_Text passage_.
┄┄┄┄┄┄

(5.) “Authors that deal in long sentences, are very apt to be faulty.”—Blair cor. “Writers that deal,” &c.—Murray cor. “The neuter gender denotes objects that are neither male nor female.”—Merchant cor. “The neuter gender denotes things that have no sex.”—Kirkham cor. “Nouns that denote objects neither male nor female, are of the neuter gender.”—Wells’s Gram. of late, p. 55. Better thus: “Those nouns which denote objects that are neither male nor female, are of the neuter gender.”—Wells cor. “Objects and ideas that have been long familiar, make too faint an impression to give an agreeable exercise to our faculties.”—Blair cor. “Cases that custom has left dubious, are certainly within the grammarian’s province.”—L. Murray cor. “Substantives that end in ery, signify action or habit.”—Id. “After all that can be done to render the definitions and rules of grammar accurate.”—Id. “Possibly, all that I have said, is known and taught.”—A. B. Johnson cor.

┄┄┄┄┄┄

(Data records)
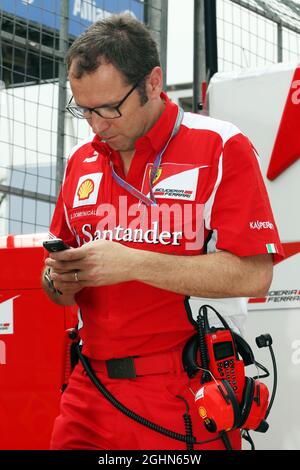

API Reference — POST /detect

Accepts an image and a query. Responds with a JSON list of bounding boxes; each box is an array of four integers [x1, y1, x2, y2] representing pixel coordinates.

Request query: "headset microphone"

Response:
[[182, 305, 277, 448]]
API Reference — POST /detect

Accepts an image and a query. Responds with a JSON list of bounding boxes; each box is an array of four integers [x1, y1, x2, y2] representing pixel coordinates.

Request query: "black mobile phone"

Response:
[[43, 238, 70, 253]]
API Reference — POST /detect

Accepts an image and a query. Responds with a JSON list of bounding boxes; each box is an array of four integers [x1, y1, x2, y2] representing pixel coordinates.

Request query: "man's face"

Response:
[[69, 63, 151, 152]]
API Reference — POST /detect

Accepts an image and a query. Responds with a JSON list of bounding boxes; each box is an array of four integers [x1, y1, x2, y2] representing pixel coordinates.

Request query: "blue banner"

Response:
[[0, 0, 144, 36]]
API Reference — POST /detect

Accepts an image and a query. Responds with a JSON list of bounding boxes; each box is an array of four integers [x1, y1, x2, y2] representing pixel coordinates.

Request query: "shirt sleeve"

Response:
[[209, 134, 284, 262]]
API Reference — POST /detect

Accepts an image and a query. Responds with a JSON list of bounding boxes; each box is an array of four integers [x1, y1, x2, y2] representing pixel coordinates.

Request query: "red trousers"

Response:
[[51, 364, 241, 450]]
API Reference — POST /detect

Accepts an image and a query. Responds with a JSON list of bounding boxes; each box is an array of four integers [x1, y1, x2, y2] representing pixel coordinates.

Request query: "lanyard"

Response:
[[110, 107, 184, 206]]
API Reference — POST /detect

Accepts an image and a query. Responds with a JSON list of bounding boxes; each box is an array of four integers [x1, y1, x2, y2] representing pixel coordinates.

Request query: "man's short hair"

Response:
[[66, 13, 160, 102]]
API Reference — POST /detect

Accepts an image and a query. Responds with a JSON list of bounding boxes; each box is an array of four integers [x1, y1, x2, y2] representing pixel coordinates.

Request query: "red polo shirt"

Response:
[[50, 94, 282, 359]]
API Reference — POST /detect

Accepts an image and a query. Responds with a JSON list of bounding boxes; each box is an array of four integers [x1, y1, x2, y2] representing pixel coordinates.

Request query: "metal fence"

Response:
[[172, 0, 300, 110], [0, 0, 168, 235], [217, 0, 300, 71], [0, 0, 300, 235]]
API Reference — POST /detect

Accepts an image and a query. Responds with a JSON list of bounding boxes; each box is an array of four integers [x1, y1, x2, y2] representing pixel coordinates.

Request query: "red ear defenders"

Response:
[[195, 370, 269, 432]]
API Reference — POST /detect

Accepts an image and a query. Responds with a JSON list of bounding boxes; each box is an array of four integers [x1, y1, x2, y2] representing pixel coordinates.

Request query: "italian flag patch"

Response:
[[266, 243, 277, 253]]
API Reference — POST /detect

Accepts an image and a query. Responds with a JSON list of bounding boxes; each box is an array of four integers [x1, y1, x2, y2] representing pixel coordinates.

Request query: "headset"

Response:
[[182, 305, 277, 437]]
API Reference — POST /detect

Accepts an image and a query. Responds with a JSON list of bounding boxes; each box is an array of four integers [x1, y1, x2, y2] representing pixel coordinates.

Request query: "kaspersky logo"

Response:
[[77, 179, 95, 201]]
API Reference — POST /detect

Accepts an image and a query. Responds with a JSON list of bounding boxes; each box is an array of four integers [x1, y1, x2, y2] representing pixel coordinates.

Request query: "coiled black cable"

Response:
[[76, 343, 224, 450], [77, 344, 196, 446], [176, 395, 194, 450], [197, 309, 211, 383]]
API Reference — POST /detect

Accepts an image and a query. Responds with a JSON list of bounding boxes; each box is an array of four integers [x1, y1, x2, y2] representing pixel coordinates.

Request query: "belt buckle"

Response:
[[105, 357, 136, 379]]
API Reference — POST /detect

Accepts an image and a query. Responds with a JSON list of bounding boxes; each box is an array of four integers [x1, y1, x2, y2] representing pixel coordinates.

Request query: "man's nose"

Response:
[[89, 112, 110, 134]]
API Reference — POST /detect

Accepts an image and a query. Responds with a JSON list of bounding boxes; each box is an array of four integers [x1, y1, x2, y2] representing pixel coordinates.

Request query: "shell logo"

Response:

┄┄┄┄┄┄

_Requests_.
**a)** Reproduce the grammar passage word for word.
**b)** Rewrite the data records from their start through the line containing "[[182, 305, 277, 448]]", both ends included, keeping the requests. Scale every bounding-box pixel coordinate in the responses by 0.2, round to whole numbers with halves going up, and leave out the pictures.

_Completed exercise_.
**a)**
(5.) “Authors that deal in long sentences, are very apt to be faulty.”—Blair cor. “Writers that deal,” &c.—Murray cor. “The neuter gender denotes objects that are neither male nor female.”—Merchant cor. “The neuter gender denotes things that have no sex.”—Kirkham cor. “Nouns that denote objects neither male nor female, are of the neuter gender.”—Wells’s Gram. of late, p. 55. Better thus: “Those nouns which denote objects that are neither male nor female, are of the neuter gender.”—Wells cor. “Objects and ideas that have been long familiar, make too faint an impression to give an agreeable exercise to our faculties.”—Blair cor. “Cases that custom has left dubious, are certainly within the grammarian’s province.”—L. Murray cor. “Substantives that end in ery, signify action or habit.”—Id. “After all that can be done to render the definitions and rules of grammar accurate.”—Id. “Possibly, all that I have said, is known and taught.”—A. B. Johnson cor.

**b)**
API Reference — POST /detect

Accepts an image and a query. Responds with a JSON list of bounding boxes; each box is an array of four integers [x1, y1, x2, y2] representing pixel coordinates.

Request query: "headset microphone"

Response:
[[36, 61, 55, 90]]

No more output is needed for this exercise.